Objective -> Pull out every line of the entries below that contains the string "leaf", matching case exactly.

Start of Input records

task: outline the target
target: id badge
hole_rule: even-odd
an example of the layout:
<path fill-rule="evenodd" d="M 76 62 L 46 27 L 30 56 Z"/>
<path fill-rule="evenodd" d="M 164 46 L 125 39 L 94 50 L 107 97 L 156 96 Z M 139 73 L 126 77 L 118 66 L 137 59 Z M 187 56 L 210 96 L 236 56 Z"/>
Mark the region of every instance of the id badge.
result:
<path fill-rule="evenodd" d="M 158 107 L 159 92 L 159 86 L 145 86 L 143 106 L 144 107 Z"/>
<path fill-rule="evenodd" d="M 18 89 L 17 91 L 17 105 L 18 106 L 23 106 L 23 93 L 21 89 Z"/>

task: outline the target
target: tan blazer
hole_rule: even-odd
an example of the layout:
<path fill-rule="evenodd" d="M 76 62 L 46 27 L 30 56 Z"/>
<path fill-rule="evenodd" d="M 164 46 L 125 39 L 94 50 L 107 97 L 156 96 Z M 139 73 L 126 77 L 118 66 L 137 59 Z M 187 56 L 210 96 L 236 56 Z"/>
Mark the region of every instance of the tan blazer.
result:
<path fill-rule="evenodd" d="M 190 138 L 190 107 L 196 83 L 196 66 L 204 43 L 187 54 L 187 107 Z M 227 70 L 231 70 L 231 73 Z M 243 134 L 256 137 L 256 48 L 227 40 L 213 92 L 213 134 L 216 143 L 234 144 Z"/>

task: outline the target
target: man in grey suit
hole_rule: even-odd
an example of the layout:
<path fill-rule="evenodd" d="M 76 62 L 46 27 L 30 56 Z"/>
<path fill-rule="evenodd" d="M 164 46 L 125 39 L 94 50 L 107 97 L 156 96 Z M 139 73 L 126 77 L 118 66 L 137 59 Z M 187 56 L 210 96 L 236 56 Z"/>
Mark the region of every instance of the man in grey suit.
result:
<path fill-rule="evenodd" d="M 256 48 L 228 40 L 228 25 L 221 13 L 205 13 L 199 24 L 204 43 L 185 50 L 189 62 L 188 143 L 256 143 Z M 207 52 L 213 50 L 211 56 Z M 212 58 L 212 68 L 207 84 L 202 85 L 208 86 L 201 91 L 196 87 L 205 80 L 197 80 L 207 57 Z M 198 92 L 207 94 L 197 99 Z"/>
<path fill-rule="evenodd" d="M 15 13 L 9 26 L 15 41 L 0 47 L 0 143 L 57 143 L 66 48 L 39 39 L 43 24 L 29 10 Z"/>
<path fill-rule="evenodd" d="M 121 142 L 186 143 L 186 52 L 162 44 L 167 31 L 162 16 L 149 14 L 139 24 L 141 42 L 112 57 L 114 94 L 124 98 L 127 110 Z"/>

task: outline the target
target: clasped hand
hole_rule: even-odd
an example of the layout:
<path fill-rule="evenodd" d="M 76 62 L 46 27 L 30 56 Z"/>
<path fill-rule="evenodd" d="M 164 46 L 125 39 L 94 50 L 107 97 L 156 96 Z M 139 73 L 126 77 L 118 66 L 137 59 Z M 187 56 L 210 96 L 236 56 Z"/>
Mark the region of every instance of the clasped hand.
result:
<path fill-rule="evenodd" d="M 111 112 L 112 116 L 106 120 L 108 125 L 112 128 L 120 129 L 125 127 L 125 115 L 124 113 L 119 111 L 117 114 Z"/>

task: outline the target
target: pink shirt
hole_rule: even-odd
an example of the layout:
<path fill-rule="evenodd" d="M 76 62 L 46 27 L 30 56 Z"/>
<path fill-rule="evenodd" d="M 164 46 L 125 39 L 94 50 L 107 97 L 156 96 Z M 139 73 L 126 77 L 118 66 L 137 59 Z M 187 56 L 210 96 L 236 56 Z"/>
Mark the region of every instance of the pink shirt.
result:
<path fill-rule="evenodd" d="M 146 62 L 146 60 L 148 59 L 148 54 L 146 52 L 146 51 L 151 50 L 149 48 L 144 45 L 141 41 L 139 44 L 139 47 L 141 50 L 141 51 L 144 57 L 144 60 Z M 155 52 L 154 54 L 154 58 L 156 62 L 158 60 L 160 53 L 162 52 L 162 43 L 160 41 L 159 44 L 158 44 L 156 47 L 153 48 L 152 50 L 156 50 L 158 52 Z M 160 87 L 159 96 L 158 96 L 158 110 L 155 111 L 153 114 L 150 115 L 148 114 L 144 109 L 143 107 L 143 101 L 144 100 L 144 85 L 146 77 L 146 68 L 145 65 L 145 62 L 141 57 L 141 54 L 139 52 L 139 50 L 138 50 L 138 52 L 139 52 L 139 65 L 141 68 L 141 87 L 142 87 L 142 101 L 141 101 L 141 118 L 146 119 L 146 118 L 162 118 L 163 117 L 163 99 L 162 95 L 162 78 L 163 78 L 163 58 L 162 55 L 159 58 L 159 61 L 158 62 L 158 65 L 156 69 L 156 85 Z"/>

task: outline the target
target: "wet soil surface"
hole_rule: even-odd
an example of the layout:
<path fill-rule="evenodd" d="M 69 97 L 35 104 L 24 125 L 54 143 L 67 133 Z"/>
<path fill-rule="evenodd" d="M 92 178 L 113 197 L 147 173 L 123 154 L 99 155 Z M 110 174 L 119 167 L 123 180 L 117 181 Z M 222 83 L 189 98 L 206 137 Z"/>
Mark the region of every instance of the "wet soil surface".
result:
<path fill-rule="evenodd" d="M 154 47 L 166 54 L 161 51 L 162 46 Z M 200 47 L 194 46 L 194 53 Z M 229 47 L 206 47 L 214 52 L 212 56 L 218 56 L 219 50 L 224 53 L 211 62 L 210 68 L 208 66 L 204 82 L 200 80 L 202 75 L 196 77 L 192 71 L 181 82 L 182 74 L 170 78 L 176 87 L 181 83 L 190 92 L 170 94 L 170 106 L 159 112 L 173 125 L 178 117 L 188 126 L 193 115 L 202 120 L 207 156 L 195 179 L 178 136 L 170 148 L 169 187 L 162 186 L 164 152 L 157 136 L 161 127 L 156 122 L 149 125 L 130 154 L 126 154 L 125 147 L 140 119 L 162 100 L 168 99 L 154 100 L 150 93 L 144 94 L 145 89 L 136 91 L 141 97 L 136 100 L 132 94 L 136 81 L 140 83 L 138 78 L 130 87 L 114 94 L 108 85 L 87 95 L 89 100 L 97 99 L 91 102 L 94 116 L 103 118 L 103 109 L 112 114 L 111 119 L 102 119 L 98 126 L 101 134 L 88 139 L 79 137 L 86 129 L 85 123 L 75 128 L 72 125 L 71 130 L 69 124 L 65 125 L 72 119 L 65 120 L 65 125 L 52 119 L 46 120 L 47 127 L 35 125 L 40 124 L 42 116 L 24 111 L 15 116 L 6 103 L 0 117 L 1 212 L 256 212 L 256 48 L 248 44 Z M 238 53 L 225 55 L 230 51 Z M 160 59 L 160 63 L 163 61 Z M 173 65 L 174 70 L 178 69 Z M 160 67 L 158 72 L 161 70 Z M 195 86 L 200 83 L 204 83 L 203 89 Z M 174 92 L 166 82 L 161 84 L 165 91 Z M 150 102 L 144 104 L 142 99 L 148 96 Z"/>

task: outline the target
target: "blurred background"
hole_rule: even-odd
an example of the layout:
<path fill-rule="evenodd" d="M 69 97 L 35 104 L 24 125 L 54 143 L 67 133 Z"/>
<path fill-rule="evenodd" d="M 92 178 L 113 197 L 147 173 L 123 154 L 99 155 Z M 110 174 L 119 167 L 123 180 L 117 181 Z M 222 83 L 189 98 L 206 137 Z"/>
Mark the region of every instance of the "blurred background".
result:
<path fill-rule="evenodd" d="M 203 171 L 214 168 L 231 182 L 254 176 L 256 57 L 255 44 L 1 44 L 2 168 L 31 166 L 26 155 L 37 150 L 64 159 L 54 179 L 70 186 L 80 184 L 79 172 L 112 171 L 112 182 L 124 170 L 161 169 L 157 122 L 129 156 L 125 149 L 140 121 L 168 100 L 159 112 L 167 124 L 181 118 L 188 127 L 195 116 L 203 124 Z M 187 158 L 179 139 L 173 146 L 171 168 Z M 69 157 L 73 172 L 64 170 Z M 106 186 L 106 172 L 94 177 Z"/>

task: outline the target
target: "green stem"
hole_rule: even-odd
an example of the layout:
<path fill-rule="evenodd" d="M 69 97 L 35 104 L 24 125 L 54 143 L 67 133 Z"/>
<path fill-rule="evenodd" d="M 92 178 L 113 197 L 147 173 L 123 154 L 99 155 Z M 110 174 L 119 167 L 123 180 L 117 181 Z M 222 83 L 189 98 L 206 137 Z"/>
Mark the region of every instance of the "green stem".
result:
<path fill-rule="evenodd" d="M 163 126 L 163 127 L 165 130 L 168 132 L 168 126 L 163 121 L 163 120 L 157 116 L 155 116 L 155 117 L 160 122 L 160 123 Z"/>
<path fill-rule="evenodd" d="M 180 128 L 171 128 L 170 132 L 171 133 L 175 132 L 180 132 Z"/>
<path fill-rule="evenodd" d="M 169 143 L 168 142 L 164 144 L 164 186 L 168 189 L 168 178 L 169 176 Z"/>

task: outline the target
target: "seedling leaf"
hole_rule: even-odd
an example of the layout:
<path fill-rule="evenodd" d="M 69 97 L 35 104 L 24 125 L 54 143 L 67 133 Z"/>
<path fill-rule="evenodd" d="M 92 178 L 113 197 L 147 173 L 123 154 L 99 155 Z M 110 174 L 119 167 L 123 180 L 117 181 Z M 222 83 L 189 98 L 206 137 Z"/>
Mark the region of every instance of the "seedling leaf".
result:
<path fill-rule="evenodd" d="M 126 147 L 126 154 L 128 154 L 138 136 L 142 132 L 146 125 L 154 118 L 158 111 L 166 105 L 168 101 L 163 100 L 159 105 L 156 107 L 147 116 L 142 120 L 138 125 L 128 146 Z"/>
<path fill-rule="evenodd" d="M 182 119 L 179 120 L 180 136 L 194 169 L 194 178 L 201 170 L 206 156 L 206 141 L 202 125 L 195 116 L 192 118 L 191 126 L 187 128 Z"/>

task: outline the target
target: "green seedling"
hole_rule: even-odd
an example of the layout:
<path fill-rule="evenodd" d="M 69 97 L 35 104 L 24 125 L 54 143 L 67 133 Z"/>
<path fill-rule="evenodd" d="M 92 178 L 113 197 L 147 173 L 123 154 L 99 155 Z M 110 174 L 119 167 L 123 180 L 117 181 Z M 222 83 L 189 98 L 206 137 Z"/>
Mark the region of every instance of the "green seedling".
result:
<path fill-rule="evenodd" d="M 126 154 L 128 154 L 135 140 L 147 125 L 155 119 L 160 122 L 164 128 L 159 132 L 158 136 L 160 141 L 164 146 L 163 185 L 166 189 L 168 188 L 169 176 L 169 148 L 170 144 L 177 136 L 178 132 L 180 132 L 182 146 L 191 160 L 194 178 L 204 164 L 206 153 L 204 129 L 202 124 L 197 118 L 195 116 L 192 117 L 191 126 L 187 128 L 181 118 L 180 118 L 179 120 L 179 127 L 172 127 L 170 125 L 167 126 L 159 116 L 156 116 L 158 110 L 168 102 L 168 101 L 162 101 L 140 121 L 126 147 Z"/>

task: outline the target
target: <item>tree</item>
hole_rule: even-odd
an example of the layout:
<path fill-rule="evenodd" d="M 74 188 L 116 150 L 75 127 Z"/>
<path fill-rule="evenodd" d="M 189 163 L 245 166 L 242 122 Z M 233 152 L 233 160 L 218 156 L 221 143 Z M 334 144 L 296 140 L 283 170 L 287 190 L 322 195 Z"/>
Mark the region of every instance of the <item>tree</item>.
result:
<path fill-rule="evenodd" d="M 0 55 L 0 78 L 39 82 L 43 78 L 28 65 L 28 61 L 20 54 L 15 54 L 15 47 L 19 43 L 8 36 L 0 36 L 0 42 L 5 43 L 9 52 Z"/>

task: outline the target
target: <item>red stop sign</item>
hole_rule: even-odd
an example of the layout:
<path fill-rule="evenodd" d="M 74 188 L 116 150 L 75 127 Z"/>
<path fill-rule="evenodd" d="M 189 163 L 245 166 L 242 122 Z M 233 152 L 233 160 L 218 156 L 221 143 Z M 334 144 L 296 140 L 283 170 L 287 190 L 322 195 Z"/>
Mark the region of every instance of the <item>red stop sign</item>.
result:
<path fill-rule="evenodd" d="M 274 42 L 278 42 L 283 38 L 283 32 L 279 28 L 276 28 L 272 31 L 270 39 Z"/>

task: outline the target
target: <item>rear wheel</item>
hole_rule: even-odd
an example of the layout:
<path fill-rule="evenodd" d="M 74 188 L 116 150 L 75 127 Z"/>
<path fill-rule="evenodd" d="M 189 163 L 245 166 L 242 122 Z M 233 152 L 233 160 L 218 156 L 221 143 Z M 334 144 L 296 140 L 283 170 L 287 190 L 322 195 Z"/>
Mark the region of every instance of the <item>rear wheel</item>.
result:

End of Input records

Answer to the problem ->
target: "seedling leaf"
Mark the region of every instance of the "seedling leaf".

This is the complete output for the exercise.